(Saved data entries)
*** Block opens ***

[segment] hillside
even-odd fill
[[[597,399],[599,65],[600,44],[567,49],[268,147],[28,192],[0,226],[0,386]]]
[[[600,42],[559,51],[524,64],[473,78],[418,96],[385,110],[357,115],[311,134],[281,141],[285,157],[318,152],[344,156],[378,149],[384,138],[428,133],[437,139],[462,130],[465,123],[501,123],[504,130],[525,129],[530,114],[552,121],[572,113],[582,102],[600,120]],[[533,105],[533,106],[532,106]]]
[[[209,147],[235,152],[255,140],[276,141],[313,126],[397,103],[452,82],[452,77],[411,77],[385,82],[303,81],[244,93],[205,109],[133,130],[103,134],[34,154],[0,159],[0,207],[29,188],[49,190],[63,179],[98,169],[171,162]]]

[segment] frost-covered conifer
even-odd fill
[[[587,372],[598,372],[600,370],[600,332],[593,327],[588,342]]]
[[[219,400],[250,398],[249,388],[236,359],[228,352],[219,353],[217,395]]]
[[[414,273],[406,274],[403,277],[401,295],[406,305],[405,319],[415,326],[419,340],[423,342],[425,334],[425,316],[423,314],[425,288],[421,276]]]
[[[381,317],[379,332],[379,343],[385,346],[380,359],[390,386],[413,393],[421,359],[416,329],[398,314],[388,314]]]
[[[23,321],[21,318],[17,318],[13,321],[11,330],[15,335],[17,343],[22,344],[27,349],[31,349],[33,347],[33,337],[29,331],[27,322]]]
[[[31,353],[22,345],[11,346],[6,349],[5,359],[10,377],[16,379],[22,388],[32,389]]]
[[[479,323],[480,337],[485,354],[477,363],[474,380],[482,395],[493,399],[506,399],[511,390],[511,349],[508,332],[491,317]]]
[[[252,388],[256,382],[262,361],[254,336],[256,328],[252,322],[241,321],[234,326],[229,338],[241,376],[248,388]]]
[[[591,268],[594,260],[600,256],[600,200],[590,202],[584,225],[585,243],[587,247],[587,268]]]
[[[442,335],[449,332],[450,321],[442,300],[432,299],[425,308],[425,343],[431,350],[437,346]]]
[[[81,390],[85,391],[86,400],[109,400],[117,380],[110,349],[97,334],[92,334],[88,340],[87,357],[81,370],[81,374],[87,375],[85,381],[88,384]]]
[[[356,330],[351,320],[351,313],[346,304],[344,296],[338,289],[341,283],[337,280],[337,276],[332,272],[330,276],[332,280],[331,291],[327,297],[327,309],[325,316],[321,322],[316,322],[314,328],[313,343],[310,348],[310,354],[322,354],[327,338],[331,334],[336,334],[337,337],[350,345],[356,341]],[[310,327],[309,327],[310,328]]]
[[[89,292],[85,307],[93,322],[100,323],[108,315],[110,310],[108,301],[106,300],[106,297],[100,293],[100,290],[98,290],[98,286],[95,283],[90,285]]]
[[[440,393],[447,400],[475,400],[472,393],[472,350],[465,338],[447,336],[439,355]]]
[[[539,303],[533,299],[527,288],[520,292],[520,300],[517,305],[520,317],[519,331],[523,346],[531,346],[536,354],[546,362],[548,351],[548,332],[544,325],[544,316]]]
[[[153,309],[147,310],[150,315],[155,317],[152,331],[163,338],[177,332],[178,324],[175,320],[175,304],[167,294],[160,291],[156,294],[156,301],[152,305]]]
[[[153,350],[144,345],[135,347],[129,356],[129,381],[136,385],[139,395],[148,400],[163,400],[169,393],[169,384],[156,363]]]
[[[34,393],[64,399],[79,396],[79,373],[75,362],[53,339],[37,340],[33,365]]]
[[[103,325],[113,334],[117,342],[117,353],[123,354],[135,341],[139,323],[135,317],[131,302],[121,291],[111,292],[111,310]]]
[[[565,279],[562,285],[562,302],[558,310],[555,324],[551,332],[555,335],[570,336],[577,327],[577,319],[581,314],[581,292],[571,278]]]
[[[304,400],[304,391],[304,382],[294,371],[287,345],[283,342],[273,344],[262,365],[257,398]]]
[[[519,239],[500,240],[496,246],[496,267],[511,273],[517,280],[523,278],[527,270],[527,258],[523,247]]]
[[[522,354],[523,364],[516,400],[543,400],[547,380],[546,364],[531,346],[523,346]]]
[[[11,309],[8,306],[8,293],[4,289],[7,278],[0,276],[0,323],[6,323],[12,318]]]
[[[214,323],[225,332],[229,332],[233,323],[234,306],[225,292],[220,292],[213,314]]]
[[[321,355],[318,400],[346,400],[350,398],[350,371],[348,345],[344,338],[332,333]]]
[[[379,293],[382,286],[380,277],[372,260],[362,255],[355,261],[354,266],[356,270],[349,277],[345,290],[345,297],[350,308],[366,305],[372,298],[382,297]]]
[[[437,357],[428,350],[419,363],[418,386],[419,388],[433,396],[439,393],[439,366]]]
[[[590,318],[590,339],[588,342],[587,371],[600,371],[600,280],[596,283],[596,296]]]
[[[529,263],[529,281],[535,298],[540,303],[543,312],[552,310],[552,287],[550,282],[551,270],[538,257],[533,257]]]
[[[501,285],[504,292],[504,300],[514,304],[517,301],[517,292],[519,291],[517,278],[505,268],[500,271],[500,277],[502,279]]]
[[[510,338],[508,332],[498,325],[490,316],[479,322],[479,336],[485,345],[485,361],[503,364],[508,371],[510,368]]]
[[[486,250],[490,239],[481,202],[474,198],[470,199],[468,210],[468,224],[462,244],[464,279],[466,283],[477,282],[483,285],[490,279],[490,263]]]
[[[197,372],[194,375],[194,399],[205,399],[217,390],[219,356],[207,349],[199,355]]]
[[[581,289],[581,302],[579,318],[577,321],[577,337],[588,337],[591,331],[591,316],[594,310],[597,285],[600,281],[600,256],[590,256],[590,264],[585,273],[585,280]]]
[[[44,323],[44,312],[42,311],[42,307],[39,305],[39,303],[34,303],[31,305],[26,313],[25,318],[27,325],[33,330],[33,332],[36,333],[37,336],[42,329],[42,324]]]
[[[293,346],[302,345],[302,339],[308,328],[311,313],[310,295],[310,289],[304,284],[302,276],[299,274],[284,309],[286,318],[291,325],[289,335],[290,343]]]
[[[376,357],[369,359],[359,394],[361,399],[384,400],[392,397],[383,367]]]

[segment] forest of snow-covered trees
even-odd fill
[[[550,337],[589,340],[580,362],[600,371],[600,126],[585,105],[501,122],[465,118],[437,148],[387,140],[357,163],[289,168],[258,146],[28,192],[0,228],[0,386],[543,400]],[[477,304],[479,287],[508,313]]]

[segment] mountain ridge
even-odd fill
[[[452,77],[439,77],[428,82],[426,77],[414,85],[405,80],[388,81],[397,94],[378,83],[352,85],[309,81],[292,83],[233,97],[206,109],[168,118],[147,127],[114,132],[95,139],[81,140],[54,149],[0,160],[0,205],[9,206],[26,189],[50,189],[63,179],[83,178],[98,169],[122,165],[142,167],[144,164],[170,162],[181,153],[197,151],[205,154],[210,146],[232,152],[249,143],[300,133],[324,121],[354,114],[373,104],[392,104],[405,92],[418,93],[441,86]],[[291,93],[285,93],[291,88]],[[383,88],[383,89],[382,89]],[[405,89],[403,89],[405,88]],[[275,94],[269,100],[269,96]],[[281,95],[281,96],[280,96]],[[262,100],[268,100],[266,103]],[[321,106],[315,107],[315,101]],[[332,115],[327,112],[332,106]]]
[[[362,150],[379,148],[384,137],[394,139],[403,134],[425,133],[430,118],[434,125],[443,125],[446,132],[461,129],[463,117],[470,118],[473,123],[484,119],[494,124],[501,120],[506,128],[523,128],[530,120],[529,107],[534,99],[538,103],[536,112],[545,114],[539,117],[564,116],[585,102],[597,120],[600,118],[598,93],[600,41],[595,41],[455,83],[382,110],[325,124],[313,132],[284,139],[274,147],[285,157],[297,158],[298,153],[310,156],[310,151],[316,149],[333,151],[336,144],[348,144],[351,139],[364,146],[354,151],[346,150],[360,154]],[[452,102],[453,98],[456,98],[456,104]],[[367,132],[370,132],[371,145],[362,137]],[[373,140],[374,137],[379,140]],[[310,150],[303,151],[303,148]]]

*** Block closes ***

■ **Required action**
Using the records above, repeat exactly the lines from the first one through the line with "[segment] frost-covered conifer".

■ **Problem solution**
[segment] hillside
even-odd fill
[[[597,399],[599,65],[600,44],[567,49],[268,147],[28,192],[0,226],[0,386]]]
[[[600,42],[559,51],[524,64],[473,78],[418,96],[385,110],[357,115],[311,134],[281,141],[285,157],[318,152],[344,156],[378,149],[384,138],[428,133],[437,139],[462,130],[465,123],[501,123],[504,130],[525,129],[530,114],[552,121],[572,113],[582,102],[600,120]],[[533,105],[533,106],[532,106]]]
[[[209,147],[235,152],[255,140],[276,141],[313,126],[397,103],[452,82],[452,77],[411,77],[385,82],[303,81],[244,93],[205,109],[133,130],[103,134],[34,154],[0,159],[0,207],[29,188],[49,190],[63,179],[98,169],[171,162]]]

[segment] frost-covered conifer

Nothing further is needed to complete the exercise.